▶ _Action item_
Quote the forum thread below, starting at "Sorry, but there" and continuing up to and including "now it's over.".

[[ Extract to read open ]]

You deserve better than that, GC.

I agree completely, especially with the bolded section. :)

Posted
I agree completely, especially with the bolded section. :)

 

Why do you smile in this situation? It's kinda weird that you're so happy when you're being treated so poorly.

  • Author
Posted
Why do you smile in this situation? It's kinda weird that you're so happy when you're being treated so poorly.

The smiley relates to my acknowledgment of a good point. :)

 

Anyway, I'm a complete and happy person, even without a guy. It's part of being healthy.

Posted

This guy doesn't want to make you a priority at all, GC. Why would you even want to talk to him to salvage whatever you two had going? Clearly it wasn't worth much to him since he isn't making time for you on his own and he hasn't for the last month or more.

 

Part of being emotionally healthy is realizing when someone isn't interested in you and moving on instead of pushing them into giving you crumbs, which is what you've been doing.

Posted
Anyway, I'm a complete and happy person, even without a guy. It's part of being healthy.

 

Sorry, but there is NOTHING healthy about analyzing this the way you are and letting someone treat you like this. Come on, you're a smart girl so get your freaking head out of the clouds and see this for what it is. He's NOT interested - you slept with him, he got what he wanted, now it's over.

 

This entire thread is like a joke, you post and then just come in here and be all nice and agree with everyone but you're quite obviously not doing anything about the situation. Quite obviously since you've posted threads exactly like this before -_-

 

I would suggest moving on but I think before you do that you need to take a good, hard look at yourself and figure out why you allow yourself to be treated like this. It makes you look dumb and you know you're not, so why let other people think it.

Posted
Anyway, I'm a complete and happy person, even without a guy. It's part of being healthy.

 

I disagree. The thought process you've demonstrated in this thread is not healthy.

[[ Extract to read closed ]]
[[ Material provided open ]]

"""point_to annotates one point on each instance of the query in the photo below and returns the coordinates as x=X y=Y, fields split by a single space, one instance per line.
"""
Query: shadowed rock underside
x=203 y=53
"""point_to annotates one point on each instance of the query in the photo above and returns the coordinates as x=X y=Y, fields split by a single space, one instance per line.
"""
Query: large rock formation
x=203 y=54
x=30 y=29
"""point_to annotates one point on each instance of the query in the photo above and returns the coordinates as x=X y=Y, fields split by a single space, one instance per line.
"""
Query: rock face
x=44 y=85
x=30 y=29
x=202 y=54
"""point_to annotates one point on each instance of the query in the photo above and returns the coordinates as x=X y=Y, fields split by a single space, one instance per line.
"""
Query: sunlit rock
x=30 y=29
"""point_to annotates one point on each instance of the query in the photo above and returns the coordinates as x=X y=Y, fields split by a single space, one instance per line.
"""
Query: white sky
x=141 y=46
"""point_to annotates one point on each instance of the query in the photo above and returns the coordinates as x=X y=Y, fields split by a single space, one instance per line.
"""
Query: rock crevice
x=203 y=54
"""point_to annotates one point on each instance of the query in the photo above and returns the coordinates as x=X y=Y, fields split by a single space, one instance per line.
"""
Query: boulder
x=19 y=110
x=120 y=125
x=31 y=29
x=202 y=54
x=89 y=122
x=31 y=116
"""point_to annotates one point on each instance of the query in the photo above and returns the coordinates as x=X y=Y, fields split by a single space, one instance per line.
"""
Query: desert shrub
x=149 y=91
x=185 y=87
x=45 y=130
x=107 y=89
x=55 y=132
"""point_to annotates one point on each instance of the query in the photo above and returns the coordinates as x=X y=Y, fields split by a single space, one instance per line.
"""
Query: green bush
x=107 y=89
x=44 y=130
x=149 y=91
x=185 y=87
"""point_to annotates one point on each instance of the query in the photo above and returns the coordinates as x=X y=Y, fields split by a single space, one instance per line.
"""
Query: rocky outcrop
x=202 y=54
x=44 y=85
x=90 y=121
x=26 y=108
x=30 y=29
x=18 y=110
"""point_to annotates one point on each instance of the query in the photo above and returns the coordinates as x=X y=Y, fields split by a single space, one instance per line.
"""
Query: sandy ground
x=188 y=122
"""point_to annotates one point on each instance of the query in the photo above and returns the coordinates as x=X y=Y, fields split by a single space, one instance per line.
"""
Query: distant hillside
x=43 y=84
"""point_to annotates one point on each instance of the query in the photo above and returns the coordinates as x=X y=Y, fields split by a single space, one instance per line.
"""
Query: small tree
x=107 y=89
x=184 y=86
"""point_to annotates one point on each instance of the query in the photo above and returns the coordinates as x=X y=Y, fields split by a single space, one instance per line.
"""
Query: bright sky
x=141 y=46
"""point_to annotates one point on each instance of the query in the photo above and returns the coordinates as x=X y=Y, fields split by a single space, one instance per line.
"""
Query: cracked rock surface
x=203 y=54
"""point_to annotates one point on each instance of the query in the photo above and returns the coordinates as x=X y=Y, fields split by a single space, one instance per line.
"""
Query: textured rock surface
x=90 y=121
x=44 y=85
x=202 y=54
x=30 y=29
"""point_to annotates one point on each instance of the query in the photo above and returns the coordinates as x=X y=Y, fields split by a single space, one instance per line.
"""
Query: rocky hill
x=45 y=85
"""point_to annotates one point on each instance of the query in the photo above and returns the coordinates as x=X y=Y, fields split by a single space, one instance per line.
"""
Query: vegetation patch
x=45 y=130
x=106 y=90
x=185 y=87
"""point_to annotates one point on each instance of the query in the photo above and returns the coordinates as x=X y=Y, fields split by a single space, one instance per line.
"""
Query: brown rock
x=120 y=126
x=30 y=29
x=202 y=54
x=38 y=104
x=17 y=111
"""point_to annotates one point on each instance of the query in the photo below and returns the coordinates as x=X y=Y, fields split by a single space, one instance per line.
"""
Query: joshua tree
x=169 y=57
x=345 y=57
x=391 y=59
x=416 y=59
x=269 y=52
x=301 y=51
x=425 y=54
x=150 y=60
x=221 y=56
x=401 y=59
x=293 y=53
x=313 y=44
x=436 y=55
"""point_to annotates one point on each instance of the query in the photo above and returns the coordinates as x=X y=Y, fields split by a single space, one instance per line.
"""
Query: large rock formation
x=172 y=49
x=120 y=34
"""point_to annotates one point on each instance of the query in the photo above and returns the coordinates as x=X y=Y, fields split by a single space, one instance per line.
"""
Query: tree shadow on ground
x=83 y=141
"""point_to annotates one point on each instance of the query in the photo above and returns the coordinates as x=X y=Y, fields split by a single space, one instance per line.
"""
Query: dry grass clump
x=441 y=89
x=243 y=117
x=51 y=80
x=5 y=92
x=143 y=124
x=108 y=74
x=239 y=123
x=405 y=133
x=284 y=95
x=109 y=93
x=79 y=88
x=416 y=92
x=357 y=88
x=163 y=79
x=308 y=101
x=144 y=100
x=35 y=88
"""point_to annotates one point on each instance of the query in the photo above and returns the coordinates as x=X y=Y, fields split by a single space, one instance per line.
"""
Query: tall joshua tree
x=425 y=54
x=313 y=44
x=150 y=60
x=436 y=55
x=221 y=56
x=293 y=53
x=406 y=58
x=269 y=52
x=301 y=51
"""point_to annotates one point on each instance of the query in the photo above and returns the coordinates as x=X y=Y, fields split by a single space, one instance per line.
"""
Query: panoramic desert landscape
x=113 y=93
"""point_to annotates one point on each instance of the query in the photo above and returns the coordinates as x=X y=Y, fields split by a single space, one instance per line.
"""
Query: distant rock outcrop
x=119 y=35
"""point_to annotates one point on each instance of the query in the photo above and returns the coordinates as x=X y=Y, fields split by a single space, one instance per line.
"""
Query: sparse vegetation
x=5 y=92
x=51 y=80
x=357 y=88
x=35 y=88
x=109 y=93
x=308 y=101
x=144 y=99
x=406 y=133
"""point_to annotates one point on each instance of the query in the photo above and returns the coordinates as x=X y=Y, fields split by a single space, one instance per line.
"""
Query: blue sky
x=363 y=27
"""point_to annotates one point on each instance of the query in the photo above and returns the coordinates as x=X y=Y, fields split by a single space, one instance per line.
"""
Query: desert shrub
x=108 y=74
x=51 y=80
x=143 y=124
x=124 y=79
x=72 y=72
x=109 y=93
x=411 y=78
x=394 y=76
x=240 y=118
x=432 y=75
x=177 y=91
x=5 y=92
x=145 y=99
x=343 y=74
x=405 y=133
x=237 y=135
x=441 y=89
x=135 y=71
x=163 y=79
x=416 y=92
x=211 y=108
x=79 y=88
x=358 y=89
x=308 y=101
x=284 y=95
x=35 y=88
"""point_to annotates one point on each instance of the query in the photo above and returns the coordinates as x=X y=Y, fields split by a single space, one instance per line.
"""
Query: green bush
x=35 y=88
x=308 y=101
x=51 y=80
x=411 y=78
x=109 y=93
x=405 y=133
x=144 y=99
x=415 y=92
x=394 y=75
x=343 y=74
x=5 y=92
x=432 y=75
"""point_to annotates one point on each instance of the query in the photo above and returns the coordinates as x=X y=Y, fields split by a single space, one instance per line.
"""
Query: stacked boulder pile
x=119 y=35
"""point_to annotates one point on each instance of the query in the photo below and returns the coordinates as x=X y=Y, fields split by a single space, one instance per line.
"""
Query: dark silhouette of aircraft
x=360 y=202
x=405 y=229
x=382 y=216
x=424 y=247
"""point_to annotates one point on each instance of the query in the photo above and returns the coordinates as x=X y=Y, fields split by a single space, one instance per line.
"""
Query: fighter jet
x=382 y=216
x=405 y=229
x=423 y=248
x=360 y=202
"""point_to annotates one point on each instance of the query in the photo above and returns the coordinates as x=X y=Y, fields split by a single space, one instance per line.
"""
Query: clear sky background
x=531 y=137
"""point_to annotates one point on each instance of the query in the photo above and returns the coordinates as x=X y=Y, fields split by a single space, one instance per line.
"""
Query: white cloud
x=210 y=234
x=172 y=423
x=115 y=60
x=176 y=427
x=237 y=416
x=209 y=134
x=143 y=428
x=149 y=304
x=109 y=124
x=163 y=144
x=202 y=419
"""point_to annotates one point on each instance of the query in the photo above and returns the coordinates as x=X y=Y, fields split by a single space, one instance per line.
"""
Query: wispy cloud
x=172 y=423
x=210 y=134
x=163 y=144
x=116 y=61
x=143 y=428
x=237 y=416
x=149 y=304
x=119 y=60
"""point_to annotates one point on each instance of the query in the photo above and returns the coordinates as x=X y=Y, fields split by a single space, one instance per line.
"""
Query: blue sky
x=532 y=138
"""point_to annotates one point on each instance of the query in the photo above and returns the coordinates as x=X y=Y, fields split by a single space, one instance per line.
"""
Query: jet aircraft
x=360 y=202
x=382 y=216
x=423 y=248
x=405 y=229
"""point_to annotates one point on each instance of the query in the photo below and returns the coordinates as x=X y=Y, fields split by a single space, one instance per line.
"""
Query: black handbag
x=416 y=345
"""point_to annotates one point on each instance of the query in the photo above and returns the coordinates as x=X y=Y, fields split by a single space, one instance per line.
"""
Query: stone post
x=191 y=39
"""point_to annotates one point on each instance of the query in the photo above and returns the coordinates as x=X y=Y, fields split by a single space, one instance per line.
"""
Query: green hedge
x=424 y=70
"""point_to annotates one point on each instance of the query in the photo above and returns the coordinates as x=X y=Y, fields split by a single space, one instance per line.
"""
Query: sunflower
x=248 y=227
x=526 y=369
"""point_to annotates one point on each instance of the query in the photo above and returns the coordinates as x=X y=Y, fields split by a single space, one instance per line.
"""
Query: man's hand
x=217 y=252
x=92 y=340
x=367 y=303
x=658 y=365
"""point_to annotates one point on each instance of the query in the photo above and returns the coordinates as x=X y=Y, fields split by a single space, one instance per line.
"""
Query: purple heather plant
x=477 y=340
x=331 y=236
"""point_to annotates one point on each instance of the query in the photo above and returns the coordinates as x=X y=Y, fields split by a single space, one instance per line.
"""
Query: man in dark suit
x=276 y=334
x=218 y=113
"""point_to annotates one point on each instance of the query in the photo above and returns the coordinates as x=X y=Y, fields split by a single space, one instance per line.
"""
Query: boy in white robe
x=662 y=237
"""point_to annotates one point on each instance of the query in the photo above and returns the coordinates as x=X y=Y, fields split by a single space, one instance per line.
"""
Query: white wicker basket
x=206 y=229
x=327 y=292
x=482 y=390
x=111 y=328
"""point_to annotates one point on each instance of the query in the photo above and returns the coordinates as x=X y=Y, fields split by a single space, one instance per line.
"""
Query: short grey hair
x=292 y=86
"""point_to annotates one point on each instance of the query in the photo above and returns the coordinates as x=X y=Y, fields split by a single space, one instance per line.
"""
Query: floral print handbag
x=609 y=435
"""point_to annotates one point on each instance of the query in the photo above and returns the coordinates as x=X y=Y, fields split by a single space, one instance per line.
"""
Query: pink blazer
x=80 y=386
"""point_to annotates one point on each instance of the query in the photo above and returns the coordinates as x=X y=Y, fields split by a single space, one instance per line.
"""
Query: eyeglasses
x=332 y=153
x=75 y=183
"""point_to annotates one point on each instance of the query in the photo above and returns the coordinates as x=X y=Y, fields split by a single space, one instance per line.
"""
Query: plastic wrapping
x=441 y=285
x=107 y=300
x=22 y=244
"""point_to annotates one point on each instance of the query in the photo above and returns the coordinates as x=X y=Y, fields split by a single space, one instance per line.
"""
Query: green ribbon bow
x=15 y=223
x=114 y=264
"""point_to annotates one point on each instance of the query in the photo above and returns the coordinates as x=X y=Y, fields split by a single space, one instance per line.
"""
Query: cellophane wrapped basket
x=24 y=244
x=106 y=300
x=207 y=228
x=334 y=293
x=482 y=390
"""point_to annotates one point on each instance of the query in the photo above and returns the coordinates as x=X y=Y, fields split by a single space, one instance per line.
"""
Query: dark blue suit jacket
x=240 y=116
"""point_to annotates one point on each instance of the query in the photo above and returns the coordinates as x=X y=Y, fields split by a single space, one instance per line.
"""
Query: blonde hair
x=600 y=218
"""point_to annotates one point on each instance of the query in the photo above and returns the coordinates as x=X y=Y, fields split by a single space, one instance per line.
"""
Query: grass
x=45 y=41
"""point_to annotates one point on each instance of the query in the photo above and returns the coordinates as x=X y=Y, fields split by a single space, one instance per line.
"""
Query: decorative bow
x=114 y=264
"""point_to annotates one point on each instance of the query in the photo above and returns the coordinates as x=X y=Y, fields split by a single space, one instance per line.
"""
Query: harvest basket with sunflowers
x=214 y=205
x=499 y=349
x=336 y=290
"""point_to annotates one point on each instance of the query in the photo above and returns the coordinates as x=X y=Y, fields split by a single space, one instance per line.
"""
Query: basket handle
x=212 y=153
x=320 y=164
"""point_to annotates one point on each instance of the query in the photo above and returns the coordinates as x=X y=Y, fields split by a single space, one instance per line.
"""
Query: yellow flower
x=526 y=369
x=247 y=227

[[ Material provided closed ]]

▶ _Reply_
Sorry, but there is NOTHING healthy about analyzing this the way you are and letting someone treat you like this. Come on, you're a smart girl so get your freaking head out of the clouds and see this for what it is. He's NOT interested - you slept with him, he got what he wanted, now it's over.